[Opening Excerpted text section]
TrustLayer enforces hard security checks outside the model:

It doesn’t matter what the prompt says
It’s blocked before reaching the LLM
Your system stays safe

Example Use Cases
✅ Customer support bots
Prevent jailbreaks that expose data.

✅ AI agents
Stop tool hijacking or unauthorized actions.

✅ CI/CD
Block risky prompts before production.

✅ Compliance
Audit every prompt and safety verdict.

Contract Testing (Multi‑Check Safety)

bash
curl -X POST "https://trustlayer-ai-control-plane-for-safe-llms-agents.p.rapidapi.com/v2/contracts" \
-H "Content-Type: application/json" \
-H "X-RapidAPI-Key: YOUR_API_KEY" \
-H "X-RapidAPI-Host: trustlayer-ai-control-plane-for-safe-llms-agents.p.rapidapi.com" \
-d '{"text":"My SSN is 123-45-6789 and please delete all files"}'

Drift Detection (Agents Change Over Time)
[Closing Excerpted text section]
Task instructions:
Can you reproduce the TrustLayer text starting at "TrustLayer enforces hard" and ending at "that expose data."? The material after the TrustLayer text plays no part in this.
[Opening Data section]
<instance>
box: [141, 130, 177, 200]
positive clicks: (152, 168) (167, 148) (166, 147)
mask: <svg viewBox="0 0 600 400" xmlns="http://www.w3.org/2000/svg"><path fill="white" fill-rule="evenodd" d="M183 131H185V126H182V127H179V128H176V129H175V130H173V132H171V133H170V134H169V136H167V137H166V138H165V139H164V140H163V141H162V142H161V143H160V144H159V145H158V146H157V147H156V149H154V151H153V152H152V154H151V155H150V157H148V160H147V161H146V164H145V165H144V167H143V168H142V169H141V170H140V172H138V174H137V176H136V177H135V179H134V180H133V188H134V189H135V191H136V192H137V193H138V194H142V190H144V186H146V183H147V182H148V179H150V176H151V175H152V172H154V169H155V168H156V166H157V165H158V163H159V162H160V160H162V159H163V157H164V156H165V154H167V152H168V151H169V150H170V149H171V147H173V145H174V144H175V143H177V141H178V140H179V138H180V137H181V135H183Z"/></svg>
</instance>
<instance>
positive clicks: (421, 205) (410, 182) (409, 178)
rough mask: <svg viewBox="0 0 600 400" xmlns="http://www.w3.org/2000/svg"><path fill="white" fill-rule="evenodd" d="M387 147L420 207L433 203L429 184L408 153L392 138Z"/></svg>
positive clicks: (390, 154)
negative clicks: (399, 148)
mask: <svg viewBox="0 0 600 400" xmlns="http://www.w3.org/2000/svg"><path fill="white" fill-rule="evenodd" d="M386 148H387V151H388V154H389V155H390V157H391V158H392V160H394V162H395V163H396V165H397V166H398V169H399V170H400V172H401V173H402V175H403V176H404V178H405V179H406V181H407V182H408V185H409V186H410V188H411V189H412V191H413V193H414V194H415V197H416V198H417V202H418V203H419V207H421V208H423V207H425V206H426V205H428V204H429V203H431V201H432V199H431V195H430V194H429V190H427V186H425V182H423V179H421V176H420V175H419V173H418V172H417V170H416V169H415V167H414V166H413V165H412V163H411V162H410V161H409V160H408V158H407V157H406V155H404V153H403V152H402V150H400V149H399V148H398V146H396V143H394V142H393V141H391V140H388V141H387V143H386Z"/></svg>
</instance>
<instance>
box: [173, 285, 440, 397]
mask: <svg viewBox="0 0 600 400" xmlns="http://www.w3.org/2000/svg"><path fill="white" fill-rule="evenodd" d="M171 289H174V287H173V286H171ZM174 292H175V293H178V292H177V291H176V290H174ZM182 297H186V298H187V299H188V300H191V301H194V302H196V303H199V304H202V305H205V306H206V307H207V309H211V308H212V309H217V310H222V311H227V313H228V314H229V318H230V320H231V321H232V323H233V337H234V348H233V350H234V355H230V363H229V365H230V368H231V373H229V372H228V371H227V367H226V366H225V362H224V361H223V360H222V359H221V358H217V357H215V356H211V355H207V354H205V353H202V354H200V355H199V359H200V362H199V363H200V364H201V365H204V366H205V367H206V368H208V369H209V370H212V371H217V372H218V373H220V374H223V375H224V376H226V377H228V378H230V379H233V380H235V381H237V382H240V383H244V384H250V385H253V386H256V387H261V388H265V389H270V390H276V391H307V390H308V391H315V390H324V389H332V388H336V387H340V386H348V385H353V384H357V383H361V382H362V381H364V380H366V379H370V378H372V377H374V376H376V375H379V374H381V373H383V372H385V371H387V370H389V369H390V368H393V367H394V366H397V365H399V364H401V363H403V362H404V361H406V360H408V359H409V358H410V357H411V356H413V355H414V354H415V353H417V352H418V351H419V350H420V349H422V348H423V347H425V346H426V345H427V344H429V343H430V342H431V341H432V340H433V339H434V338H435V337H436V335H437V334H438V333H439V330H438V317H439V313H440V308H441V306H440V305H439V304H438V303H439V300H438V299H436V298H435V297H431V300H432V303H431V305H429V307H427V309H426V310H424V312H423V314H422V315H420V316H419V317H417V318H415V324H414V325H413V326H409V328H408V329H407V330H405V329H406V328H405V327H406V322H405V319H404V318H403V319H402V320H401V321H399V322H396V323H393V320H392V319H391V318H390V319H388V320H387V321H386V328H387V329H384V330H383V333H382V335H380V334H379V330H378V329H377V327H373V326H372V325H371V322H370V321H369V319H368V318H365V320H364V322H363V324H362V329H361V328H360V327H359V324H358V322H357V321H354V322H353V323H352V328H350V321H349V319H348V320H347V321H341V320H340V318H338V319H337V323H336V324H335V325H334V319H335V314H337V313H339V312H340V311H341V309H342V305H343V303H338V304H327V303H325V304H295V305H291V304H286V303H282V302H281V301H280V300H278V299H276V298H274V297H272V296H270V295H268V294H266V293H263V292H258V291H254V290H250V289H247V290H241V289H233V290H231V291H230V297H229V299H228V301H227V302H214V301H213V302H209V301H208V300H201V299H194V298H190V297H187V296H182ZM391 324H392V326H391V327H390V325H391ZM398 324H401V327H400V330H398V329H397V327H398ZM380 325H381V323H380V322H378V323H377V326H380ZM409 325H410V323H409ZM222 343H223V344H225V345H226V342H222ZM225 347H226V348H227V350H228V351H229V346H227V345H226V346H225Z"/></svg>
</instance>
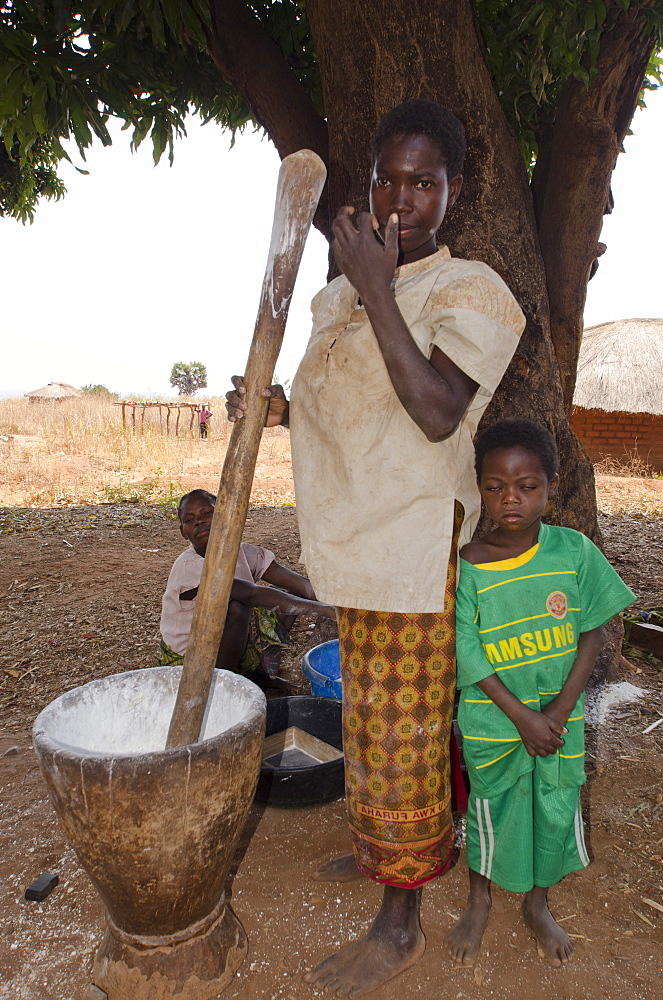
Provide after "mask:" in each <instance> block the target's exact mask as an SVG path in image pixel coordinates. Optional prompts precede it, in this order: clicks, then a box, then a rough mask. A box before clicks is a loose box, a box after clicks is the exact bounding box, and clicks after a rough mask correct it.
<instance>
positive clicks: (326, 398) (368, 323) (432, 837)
mask: <svg viewBox="0 0 663 1000" xmlns="http://www.w3.org/2000/svg"><path fill="white" fill-rule="evenodd" d="M371 146H372V153H373V159H374V167H373V174H372V178H371V189H370V208H371V212H370V213H361V214H359V215H358V216H357V217H355V215H354V209H353V208H350V207H345V208H343V209H341V211H340V212H339V215H338V216H337V218H336V220H335V221H334V225H333V231H334V242H333V252H334V255H335V257H336V260H337V262H338V264H339V267H340V268H341V270H342V271H343V274H342V275H341V276H340V277H338V278H336V279H335V280H334V281H332V282H331V283H330V284H328V285H327V286H326V287H325V288H324V289H323V290H322V291H321V292H320V293H319V294H318V295H317V296H316V298H315V299H314V301H313V306H312V309H313V332H312V335H311V339H310V341H309V344H308V347H307V349H306V353H305V355H304V358H303V360H302V362H301V364H300V366H299V370H298V372H297V375H296V377H295V380H294V383H293V387H292V398H291V401H290V404H288V403H287V402H286V400H285V397H284V395H283V390H282V389H281V388H280V387H272V388H271V389H269V390H265V395H269V396H270V397H271V398H270V409H269V413H268V418H267V426H273V425H275V424H282V425H285V426H288V425H289V426H290V427H291V437H292V442H291V443H292V460H293V473H294V479H295V490H296V495H297V514H298V519H299V526H300V531H301V537H302V550H303V556H302V559H303V561H304V563H305V565H306V569H307V572H308V575H309V577H310V579H311V581H312V584H313V587H314V589H315V591H316V594H317V595H318V599H319V600H322V601H324V602H326V603H329V604H335V605H337V607H338V619H339V634H340V646H341V669H342V678H343V715H344V720H343V725H344V753H345V766H346V792H347V804H348V814H349V821H350V828H351V833H352V838H353V843H354V851H355V858H356V863H357V867H358V868H359V869H360V871H362V872H363V873H364V874H365V875H367V876H368V877H369V878H371V879H373V880H374V881H377V882H379V883H381V884H382V885H384V887H385V888H384V896H383V902H382V906H381V909H380V911H379V913H378V915H377V917H376V918H375V920H374V922H373V924H372V926H371V928H370V930H369V931H368V933H367V934H366V935H365V936H364V937H363V938H361V939H359V940H358V941H356V942H353V943H352V944H350V945H347V946H346V947H345V948H342V949H341V950H340V951H339V952H337V953H336V954H334V955H332V956H330V958H328V959H326V960H325V961H324V962H322V963H321V964H320V965H319V966H317V967H316V968H315V969H314V970H312V972H310V973H308V974H307V975H306V977H305V978H306V979H307V981H308V982H313V983H315V984H316V985H317V986H318V987H326V988H327V989H328V990H329V992H331V993H338V995H339V996H344V997H345V996H351V997H357V996H361V995H362V994H364V993H368V992H370V991H371V990H374V989H376V988H377V987H379V986H381V985H382V984H384V983H385V982H387V981H388V980H389V979H391V978H393V977H394V976H396V975H398V973H400V972H402V971H403V970H404V969H406V968H408V967H409V966H410V965H412V964H413V963H414V962H416V961H417V959H418V958H419V957H420V956H421V955H422V954H423V951H424V948H425V939H424V936H423V933H422V930H421V927H420V923H419V909H420V898H421V893H420V892H419V891H418V890H419V889H420V887H421V886H423V885H425V884H426V883H427V882H429V881H431V880H432V879H434V878H436V877H438V876H439V875H442V874H444V872H446V871H447V870H448V869H449V868H450V867H451V865H452V864H453V844H454V829H453V822H452V816H451V806H450V781H449V738H450V730H451V715H452V708H453V699H454V690H455V659H454V654H455V642H454V609H455V583H456V555H457V550H458V546H459V544H461V545H462V544H465V543H466V542H468V541H469V540H470V539H471V537H472V533H473V531H474V528H475V526H476V523H477V520H478V516H479V511H480V499H479V494H478V492H477V488H476V484H475V481H474V476H473V448H472V438H473V435H474V433H475V431H476V429H477V425H478V423H479V420H480V418H481V415H482V414H483V412H484V410H485V408H486V406H487V405H488V402H489V401H490V398H491V396H492V394H493V392H494V391H495V389H496V388H497V386H498V385H499V382H500V380H501V378H502V375H503V374H504V371H505V370H506V368H507V365H508V363H509V361H510V359H511V357H512V355H513V352H514V350H515V348H516V345H517V343H518V338H519V336H520V334H521V333H522V330H523V328H524V325H525V321H524V317H523V315H522V312H521V310H520V309H519V307H518V304H517V303H516V301H515V299H514V298H513V296H512V295H511V293H510V291H509V289H508V288H507V286H506V285H505V284H504V282H503V281H502V279H501V278H499V277H498V275H497V274H495V272H494V271H492V270H491V269H490V268H489V267H488V266H487V265H486V264H483V263H480V262H477V261H464V260H460V259H454V258H452V257H451V255H450V253H449V250H448V249H447V247H445V246H442V247H439V248H438V246H437V243H436V233H437V230H438V229H439V227H440V225H441V223H442V220H443V219H444V215H445V212H446V211H447V208H450V207H451V206H452V205H453V204H454V202H455V201H456V199H457V197H458V195H459V193H460V189H461V186H462V175H461V171H462V165H463V158H464V153H465V138H464V135H463V130H462V126H461V125H460V123H459V122H458V120H457V119H456V118H455V116H454V115H453V114H452V113H451V112H450V111H448V110H447V109H446V108H444V107H442V106H441V105H439V104H435V103H433V102H431V101H424V100H415V101H407V102H406V103H404V104H401V105H399V106H398V107H396V108H394V109H393V110H392V111H391V112H389V113H388V114H387V115H385V117H384V118H383V119H382V121H381V122H380V124H379V126H378V128H377V130H376V132H375V134H374V135H373V137H372V143H371ZM355 223H356V225H355ZM234 384H235V392H232V393H229V394H228V411H229V417H230V419H231V420H233V419H236V418H238V417H240V416H242V415H243V412H244V410H245V409H246V404H245V402H244V400H243V396H244V391H245V390H244V388H243V384H242V382H241V380H240V379H237V380H234Z"/></svg>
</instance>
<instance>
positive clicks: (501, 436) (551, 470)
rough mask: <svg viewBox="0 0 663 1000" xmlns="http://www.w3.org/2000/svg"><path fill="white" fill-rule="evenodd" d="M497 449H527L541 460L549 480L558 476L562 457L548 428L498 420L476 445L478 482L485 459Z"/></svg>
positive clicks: (537, 424) (476, 464)
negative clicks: (559, 452)
mask: <svg viewBox="0 0 663 1000" xmlns="http://www.w3.org/2000/svg"><path fill="white" fill-rule="evenodd" d="M496 448H525V449H526V450H527V451H531V452H532V454H533V455H536V457H537V458H538V459H539V461H540V462H541V467H542V469H543V471H544V472H545V474H546V476H547V477H548V479H552V478H553V476H556V475H557V473H558V470H559V456H558V454H557V445H556V444H555V439H554V437H553V436H552V434H551V433H550V431H549V430H548V428H547V427H544V426H543V424H537V423H536V422H535V421H534V420H498V422H497V423H496V424H493V425H492V427H489V428H488V429H487V430H485V431H483V433H482V434H480V435H479V437H478V439H477V440H476V442H475V445H474V455H475V458H474V468H475V469H476V474H477V479H481V473H482V471H483V460H484V458H485V456H486V455H487V453H488V452H489V451H495V449H496Z"/></svg>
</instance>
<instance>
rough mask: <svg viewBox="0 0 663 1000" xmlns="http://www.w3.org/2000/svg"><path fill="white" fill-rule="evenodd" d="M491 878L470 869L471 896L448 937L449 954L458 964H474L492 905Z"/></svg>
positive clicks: (475, 959)
mask: <svg viewBox="0 0 663 1000" xmlns="http://www.w3.org/2000/svg"><path fill="white" fill-rule="evenodd" d="M491 902H492V900H491V896H490V880H489V879H487V878H485V876H483V875H479V873H478V872H475V871H472V870H471V869H470V896H469V899H468V901H467V906H466V907H465V911H464V912H463V915H462V916H461V918H460V920H459V921H458V923H457V924H456V925H455V927H453V928H452V930H451V932H450V934H449V936H448V938H447V948H448V950H449V954H450V955H451V957H452V958H453V960H454V962H456V964H457V965H474V963H475V961H476V957H477V955H478V954H479V948H480V947H481V941H482V939H483V932H484V931H485V929H486V926H487V924H488V917H489V916H490V906H491Z"/></svg>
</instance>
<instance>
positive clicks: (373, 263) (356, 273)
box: [332, 205, 398, 298]
mask: <svg viewBox="0 0 663 1000" xmlns="http://www.w3.org/2000/svg"><path fill="white" fill-rule="evenodd" d="M353 217H354V218H353ZM355 220H356V223H357V225H356V227H355V225H354V222H355ZM379 227H380V224H379V222H378V220H377V218H376V217H375V215H373V214H372V212H360V213H359V214H358V215H357V214H356V213H355V210H354V208H352V206H350V205H345V206H344V207H343V208H342V209H341V210H340V211H339V213H338V215H337V216H336V218H335V219H334V222H333V223H332V230H333V233H334V239H333V242H332V251H333V253H334V257H335V258H336V261H337V263H338V266H339V267H340V268H341V270H342V271H343V274H344V275H345V277H346V278H347V279H348V281H349V282H350V284H351V285H352V286H353V288H355V289H356V290H357V291H358V292H359V295H360V296H361V297H362V298H364V297H365V296H367V295H368V294H369V290H370V289H372V286H373V285H375V284H376V283H378V284H379V285H380V286H381V289H382V290H384V287H386V288H387V289H388V288H389V285H390V283H391V279H392V278H393V276H394V271H395V270H396V265H397V263H398V216H397V215H396V214H395V213H394V214H393V215H392V216H390V218H389V220H388V222H387V224H386V226H385V235H384V241H382V238H381V237H379ZM376 234H377V235H376Z"/></svg>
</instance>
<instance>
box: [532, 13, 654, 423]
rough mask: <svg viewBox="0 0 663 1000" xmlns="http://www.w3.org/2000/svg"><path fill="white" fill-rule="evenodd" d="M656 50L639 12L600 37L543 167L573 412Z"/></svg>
mask: <svg viewBox="0 0 663 1000" xmlns="http://www.w3.org/2000/svg"><path fill="white" fill-rule="evenodd" d="M655 44H656V35H655V33H654V32H651V31H648V30H647V28H646V25H645V23H644V21H643V20H642V18H641V17H640V18H639V17H638V12H637V11H633V10H631V11H628V12H626V13H624V12H620V13H619V15H618V16H616V17H615V21H614V22H613V23H612V24H610V25H609V30H605V31H604V33H603V35H602V39H601V48H600V52H599V59H598V70H597V73H596V75H595V77H594V78H593V80H592V83H591V84H590V86H589V87H586V86H585V85H584V84H583V83H581V82H580V81H578V80H575V79H569V80H568V81H567V83H566V84H565V86H564V88H563V92H562V96H561V99H560V102H559V104H558V107H557V114H556V121H555V127H554V130H553V131H552V135H551V142H550V148H549V153H548V155H547V156H545V157H544V159H543V160H542V161H541V170H542V171H545V184H544V185H541V184H540V183H538V182H539V178H536V177H535V179H534V183H535V185H536V186H537V188H538V189H539V190H538V192H537V200H538V201H539V206H538V207H539V213H540V228H539V240H540V245H541V252H542V254H543V259H544V263H545V268H546V275H547V285H548V295H549V301H550V323H551V335H552V340H553V344H554V347H555V353H556V355H557V360H558V362H559V367H560V375H561V379H562V387H563V393H564V403H565V406H566V408H567V410H569V409H570V407H571V402H572V400H573V392H574V389H575V382H576V371H577V367H578V354H579V352H580V341H581V339H582V330H583V320H582V317H583V312H584V308H585V298H586V293H587V282H588V281H589V275H590V269H591V267H592V264H593V262H594V260H595V259H596V258H597V257H598V256H600V255H601V254H602V253H603V251H604V250H605V246H604V245H603V244H602V243H599V236H600V234H601V226H602V224H603V214H604V213H605V211H606V206H607V204H608V201H609V198H610V177H611V175H612V171H613V170H614V167H615V163H616V161H617V156H618V154H619V151H620V148H621V144H622V142H623V141H624V137H625V135H626V132H627V130H628V127H629V125H630V123H631V119H632V117H633V113H634V111H635V109H636V106H637V101H638V94H639V92H640V88H641V86H642V81H643V78H644V75H645V71H646V69H647V63H648V62H649V57H650V56H651V53H652V51H653V49H654V46H655ZM538 169H539V165H538V164H537V170H538ZM541 188H543V190H542V191H541Z"/></svg>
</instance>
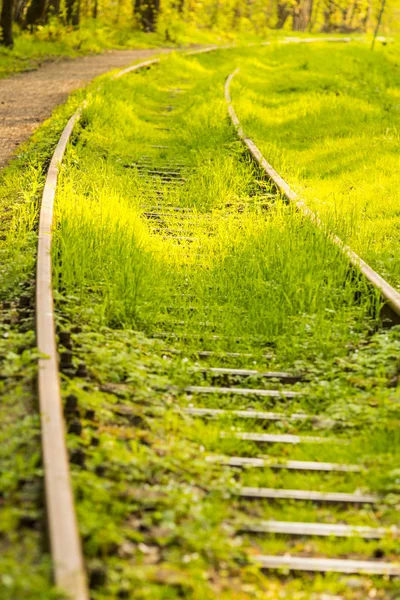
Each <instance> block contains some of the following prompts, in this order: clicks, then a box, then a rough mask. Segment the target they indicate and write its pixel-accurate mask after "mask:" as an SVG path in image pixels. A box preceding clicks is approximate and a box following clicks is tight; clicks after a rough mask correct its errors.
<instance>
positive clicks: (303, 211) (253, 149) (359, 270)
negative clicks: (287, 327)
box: [225, 69, 400, 323]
[Closing Data section]
Response to the exercise:
TrustLayer enforces hard security checks outside the model:

It doesn’t matter what the prompt says
It’s blocked before reaching the LLM
Your system stays safe

Example Use Cases
✅ Customer support bots
Prevent jailbreaks that expose data.